PROBLEMS:
a - Decide whether each statement agrees with the Dark Souls review below: (i) the PC version adds new areas; (ii) the game spells out the history of Lordran in detail; (iii) Dark Souls came out on consoles the year before. For each, answer yes or no and quote the words of the review that settle it.
b - Transcribe the passage of the Dark Souls review below starting at "PC | Dark Souls: Prepare" and ending at "opportunity go unseized.".

SOURCE DOCUMENT:
________________________________________

PC | Dark Souls: Prepare to Die Edition Review
Death is just a setback in this video review for Dark Souls: Prepare to Die Edition.
Last year, Dark Souls was released on consoles. A towering achievement, its treacherous, interconnected realms offered some of the most absorbing exploration a game has ever conjured, and its intense and grueling combat made victory against even the most common enemies a source of gratification and relief. Now, this masterpiece has made its way to PC as the aptly titled Dark Souls: Prepare to Die Edition. This version adds a few new areas, improves on the console versions in one sense, and falls a bit short of its console counterparts in another. But ultimately, this is the same incredible game that was released on consoles, and if you didn’t have the option to play it then, you definitely shouldn’t let this opportunity go unseized.
You are undead, struggling to fight your way through the realms of Lordran on a quest whose final purpose is anything but clear. Where many games burden you with plot and background lore, Dark Souls lets the places you go tell their own kind of story, one lost in time and shrouded in mystery. The stone ruins at Firelink Shrine, the overrun town known as the Undead Burg, the vast marble halls of Anor Londo–these all speak of a once-prosperous realm rich with history, and rather than spelling it out in detail, Dark Souls lets you wonder about what has dragged this land into its current state of miserable disrepair. Item descriptions and brief conversations with non-player characters occasionally illuminate the smallest aspects of Lordran’s past, and over time, you may piece together a reasonably fleshed-out picture of the crisis that has befallen the land. But you needn’t concern yourself with these details if they don’t interest you. The wondrous realms of Lordran are sure to seduce you whether you care to know their history or not.

________________________________________

ROWS:
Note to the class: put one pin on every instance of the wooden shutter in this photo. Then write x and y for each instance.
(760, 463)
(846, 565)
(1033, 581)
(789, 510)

________________________________________

ANSWERS TO THE PROBLEMS:
a -
(i) Yes: "This version adds a few new areas"
(ii) No: "rather than spelling it out in detail, Dark Souls lets you wonder about what has dragged this land into its current state of miserable disrepair"
(iii) Yes: "Last year, Dark Souls was released on consoles."

b -
PC | Dark Souls: Prepare to Die Edition Review
Death is just a setback in this video review for Dark Souls: Prepare to Die Edition.
Last year, Dark Souls was released on consoles. A towering achievement, its treacherous, interconnected realms offered some of the most absorbing exploration a game has ever conjured, and its intense and grueling combat made victory against even the most common enemies a source of gratification and relief. Now, this masterpiece has made its way to PC as the aptly titled Dark Souls: Prepare to Die Edition. This version adds a few new areas, improves on the console versions in one sense, and falls a bit short of its console counterparts in another. But ultimately, this is the same incredible game that was released on consoles, and if you didn’t have the option to play it then, you definitely shouldn’t let this opportunity go unseized.